▸ **What you should do**
Every record that follows is to be copied exactly, with the pictures omitted.

Segment Start: Input for this task

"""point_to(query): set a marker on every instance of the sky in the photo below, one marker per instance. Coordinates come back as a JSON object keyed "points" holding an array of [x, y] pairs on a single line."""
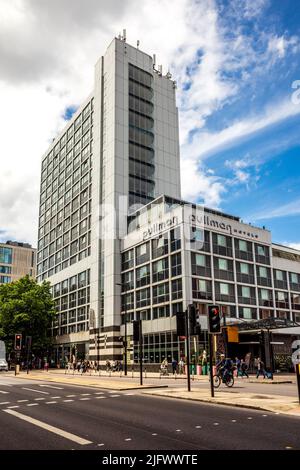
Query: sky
{"points": [[237, 67]]}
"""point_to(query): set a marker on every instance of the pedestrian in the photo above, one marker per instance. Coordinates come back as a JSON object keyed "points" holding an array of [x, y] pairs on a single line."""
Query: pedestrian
{"points": [[174, 366], [260, 368], [244, 368], [238, 366]]}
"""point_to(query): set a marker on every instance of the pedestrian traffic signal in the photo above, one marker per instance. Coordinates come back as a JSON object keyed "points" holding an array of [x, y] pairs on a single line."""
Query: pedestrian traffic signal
{"points": [[214, 320], [18, 342], [181, 324], [136, 330]]}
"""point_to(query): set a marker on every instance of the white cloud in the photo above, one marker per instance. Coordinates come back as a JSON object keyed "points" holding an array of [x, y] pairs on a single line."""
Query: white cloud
{"points": [[47, 53]]}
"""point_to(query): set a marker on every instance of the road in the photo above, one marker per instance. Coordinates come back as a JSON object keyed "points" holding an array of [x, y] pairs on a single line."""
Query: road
{"points": [[37, 415]]}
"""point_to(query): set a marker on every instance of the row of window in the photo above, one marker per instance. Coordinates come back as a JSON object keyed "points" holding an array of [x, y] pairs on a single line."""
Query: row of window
{"points": [[224, 292], [245, 272], [81, 119]]}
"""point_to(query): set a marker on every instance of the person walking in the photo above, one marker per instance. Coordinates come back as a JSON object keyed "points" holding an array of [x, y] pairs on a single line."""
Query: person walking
{"points": [[260, 368], [244, 368]]}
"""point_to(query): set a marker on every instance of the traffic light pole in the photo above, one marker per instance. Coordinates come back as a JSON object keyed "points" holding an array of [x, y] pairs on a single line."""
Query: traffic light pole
{"points": [[141, 352], [188, 349], [210, 337]]}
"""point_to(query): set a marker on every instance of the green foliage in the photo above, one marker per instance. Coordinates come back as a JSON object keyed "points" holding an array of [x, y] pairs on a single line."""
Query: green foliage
{"points": [[26, 307]]}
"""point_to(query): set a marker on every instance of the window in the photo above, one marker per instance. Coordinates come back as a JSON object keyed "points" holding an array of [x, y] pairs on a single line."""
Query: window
{"points": [[223, 264], [264, 294], [221, 240], [262, 272], [294, 278], [246, 292], [200, 260], [5, 255], [244, 268], [243, 245], [224, 289], [261, 250]]}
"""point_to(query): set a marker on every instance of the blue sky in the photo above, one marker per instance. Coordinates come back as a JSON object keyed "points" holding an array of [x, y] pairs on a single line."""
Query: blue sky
{"points": [[234, 62], [258, 172]]}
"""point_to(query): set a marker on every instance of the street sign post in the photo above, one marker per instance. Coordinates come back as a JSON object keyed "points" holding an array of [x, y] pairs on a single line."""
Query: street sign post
{"points": [[296, 362]]}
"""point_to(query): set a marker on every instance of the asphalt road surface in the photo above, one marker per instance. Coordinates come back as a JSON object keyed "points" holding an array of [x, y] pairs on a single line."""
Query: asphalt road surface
{"points": [[35, 415]]}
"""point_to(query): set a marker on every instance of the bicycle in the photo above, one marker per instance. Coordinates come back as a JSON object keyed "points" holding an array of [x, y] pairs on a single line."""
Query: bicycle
{"points": [[227, 378]]}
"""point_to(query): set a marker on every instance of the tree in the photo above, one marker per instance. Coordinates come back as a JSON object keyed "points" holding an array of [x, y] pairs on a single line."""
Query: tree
{"points": [[26, 307]]}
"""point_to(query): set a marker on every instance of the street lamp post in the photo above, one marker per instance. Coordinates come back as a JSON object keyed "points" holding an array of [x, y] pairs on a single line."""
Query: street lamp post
{"points": [[125, 336]]}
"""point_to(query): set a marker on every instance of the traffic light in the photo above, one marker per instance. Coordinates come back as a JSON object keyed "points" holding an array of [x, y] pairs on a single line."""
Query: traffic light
{"points": [[214, 320], [18, 342], [136, 330], [180, 324]]}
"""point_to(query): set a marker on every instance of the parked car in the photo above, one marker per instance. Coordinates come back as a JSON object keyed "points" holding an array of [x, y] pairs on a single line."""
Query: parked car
{"points": [[3, 365]]}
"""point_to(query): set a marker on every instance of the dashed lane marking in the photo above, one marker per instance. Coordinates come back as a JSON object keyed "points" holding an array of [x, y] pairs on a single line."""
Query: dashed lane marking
{"points": [[37, 391], [47, 427], [52, 386]]}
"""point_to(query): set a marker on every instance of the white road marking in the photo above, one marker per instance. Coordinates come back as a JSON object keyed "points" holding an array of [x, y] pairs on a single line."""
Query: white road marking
{"points": [[38, 391], [51, 386], [47, 427]]}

Segment End: Input for this task

▸ **Answer below**
"""point_to(query): set a marker on every instance of the sky in the photo below, one marker per instance. Coordinates come back as a JSON object keyed "points" holding an array of [x, y] pairs on a single line."""
Query: sky
{"points": [[237, 67]]}
"""point_to(query): set a marker on every instance of the pedestrian in the photo above, one marker per instance. Coordinates come back as a JSON object keyed "points" holding an array of [x, y] pairs on a single line."""
Query: pedestrian
{"points": [[174, 366], [260, 368], [244, 368], [238, 366]]}
"""point_to(query): set a marker on every instance of the pedestrian traffic signal in the photo above, one marker per instance. Coordinates come back as a JSON object keyed "points" holding an array of [x, y] pairs on a single line."""
Query: pedestrian traffic signal
{"points": [[214, 320], [18, 342], [181, 324], [136, 330]]}
"""point_to(query): set a marker on every instance of the white cloud in the photo above, one marker per instance. Coordinates come back as a JSON object keyed "points" holding an array of [x, y] pairs on a single line."""
Query: white cloud
{"points": [[47, 53]]}
"""point_to(query): set a marker on every instance of the road in the photo above, one marker per instance. Coordinates come back as a JSON object keyed "points" holding an array of [x, y] pairs on a single line."""
Query: road
{"points": [[37, 415]]}
"""point_to(query): set a marker on every instance of the row of window in the photo above, one marker per instance. Coordinates come back as a JSON object keyed "points" holding an array of [x, y] pairs on a single line."""
Query: row of window
{"points": [[224, 292], [245, 272], [81, 119]]}
"""point_to(query): set a marker on every instance of the person walking in the photo above, one marker per instance. Coordinates come back as a JSON object keyed "points" holding an array of [x, y] pairs on a single line."""
Query: person walking
{"points": [[260, 368], [244, 368]]}
"""point_to(query): set a marker on every instance of the traffic light pole in the photo above, one marker per instance. Coordinates come back as a JSON object keyed "points" holding an array of [x, y] pairs on a single line."""
Query: traffic light pole
{"points": [[141, 352], [188, 349], [210, 337]]}
"""point_to(query): set a marker on every instance of the green foliage in the photo above, one marker per instance. Coordinates come back as a JSON object keyed "points" holding an array of [x, y] pairs on a single line."""
Query: green foliage
{"points": [[26, 307]]}
"""point_to(query): set a marker on every instance of the window in the photo above, one marker per instance. Coordinates come back as a JSON object keyed "points" holding an array of [x, y] pairs on a single line."""
Query: window
{"points": [[223, 264], [264, 294], [221, 240], [262, 272], [294, 278], [246, 292], [200, 260], [5, 255], [244, 268], [243, 245], [224, 289], [261, 250]]}
"""point_to(query): set a marker on every instance of the blue sky in the photo above, one marker per instance. Coordinates come back as a JSON object keyed "points" holding an array of [x, y] pairs on a single line."""
Query: blue sky
{"points": [[234, 62], [258, 172]]}
"""point_to(query): set a marker on every instance of the street sign post in the photo above, one marker per instance. Coordinates come back as a JSON object keyed "points" holding an array of [x, y] pairs on a single line."""
Query: street sign post
{"points": [[296, 362]]}
"""point_to(query): set a marker on every instance of the asphalt road surface in the photo above, one marker per instance. Coordinates come back as a JSON object keyed "points" holding an array of [x, y] pairs on a single line."""
Query: asphalt road surface
{"points": [[35, 415]]}
"""point_to(query): set a marker on every instance of the bicycle in the photo above, one marker per instance. Coordinates come back as a JSON object keyed "points" holding an array of [x, y] pairs on a single line."""
Query: bicycle
{"points": [[227, 378]]}
"""point_to(query): set a marker on every instance of the tree in the photo above, one marker per instance. Coordinates come back as a JSON object keyed "points" holding an array of [x, y] pairs on a single line."""
Query: tree
{"points": [[26, 307]]}
"""point_to(query): set a marker on every instance of the street lamp post in the photo above, one marker per instance. Coordinates come back as a JSON object keyed "points" holding an array of [x, y] pairs on a single line."""
Query: street lamp post
{"points": [[125, 336]]}
"""point_to(query): set a marker on every instance of the traffic light in the photo above, one marker per instance. Coordinates come back as a JSON object keyed "points" holding an array of [x, y] pairs on a single line."""
Query: traffic light
{"points": [[214, 320], [18, 342], [136, 330], [180, 324]]}
"""point_to(query): set a marker on every instance of the parked car in the photo above, one marker per instance. Coordinates come back as a JSON object keyed "points" holding an array of [x, y] pairs on a single line."""
Query: parked car
{"points": [[3, 365]]}
"""point_to(query): set a marker on every instance of the dashed lane marking in the photo above, one marker per instance. Coordinates come back as a JSON object keyed "points" holding an array of [x, y] pairs on a single line."""
Query: dashed lane marking
{"points": [[37, 391], [47, 427], [52, 386]]}
"""point_to(query): set a marker on every instance of the white road marking in the photo above, one marker per instance. Coordinates come back as a JSON object keyed "points" holding an array of [x, y] pairs on a single line."""
Query: white road marking
{"points": [[38, 391], [51, 386], [47, 427]]}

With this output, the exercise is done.